» **Quoted text**:
⟨

Ebukam is a freakishly gifted player, and I expect him to do well. Longacre had 5.5 sacks last season in a part-time role and is a solid to above average player in my opinion. Also in the mix is Dominique Easley, a former first-round pick of the Patriots who before this season mostly played defensive tackle. Justin Lawler and Trevon Young are rookies, and I guess that they will see limited action, barring injuries. How well Easley can transition to the linebacker position could be a critical question for the overall success of this unit. Indeed, there are questions here, but there is also a lot of ability, and Defensive Coordinator Wade Phillips has a way of getting the most out of these type of players.

⟩

» **Exercise requirements**:
**1)** In the passage on linebackers, what position did Dominique Easley mostly play before this season?
**2)** Please list every player named in the passage on linebackers.
The items below have nothing to do with the passage on linebackers.

» **Records**:

⟨

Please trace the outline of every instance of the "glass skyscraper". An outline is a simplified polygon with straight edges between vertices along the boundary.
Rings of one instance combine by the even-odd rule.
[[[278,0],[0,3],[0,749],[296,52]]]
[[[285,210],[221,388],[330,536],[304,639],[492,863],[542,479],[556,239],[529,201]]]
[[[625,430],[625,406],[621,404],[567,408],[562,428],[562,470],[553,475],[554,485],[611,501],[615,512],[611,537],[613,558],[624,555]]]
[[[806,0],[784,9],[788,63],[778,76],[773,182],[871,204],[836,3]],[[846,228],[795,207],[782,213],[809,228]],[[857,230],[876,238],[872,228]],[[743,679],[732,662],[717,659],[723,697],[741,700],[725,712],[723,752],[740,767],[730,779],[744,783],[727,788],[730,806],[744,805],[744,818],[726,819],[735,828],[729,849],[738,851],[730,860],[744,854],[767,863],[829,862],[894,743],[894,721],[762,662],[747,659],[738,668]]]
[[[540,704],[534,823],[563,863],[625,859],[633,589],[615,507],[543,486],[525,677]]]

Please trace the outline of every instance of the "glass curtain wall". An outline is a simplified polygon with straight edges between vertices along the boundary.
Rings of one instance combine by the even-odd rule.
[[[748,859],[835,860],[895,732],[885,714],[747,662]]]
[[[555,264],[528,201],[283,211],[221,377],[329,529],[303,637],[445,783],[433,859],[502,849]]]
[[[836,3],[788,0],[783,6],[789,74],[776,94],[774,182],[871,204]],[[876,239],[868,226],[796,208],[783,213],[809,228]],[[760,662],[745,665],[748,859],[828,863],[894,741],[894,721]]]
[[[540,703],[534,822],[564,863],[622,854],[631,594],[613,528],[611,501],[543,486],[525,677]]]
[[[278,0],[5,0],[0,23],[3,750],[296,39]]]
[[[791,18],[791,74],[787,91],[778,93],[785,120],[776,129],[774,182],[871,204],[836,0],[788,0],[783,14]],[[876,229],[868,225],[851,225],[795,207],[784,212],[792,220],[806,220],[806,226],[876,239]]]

⟩

» **Expected answers**:
**1)** Defensive tackle.

**2)** Ebukam, Longacre, Dominique Easley, Justin Lawler, Trevon Young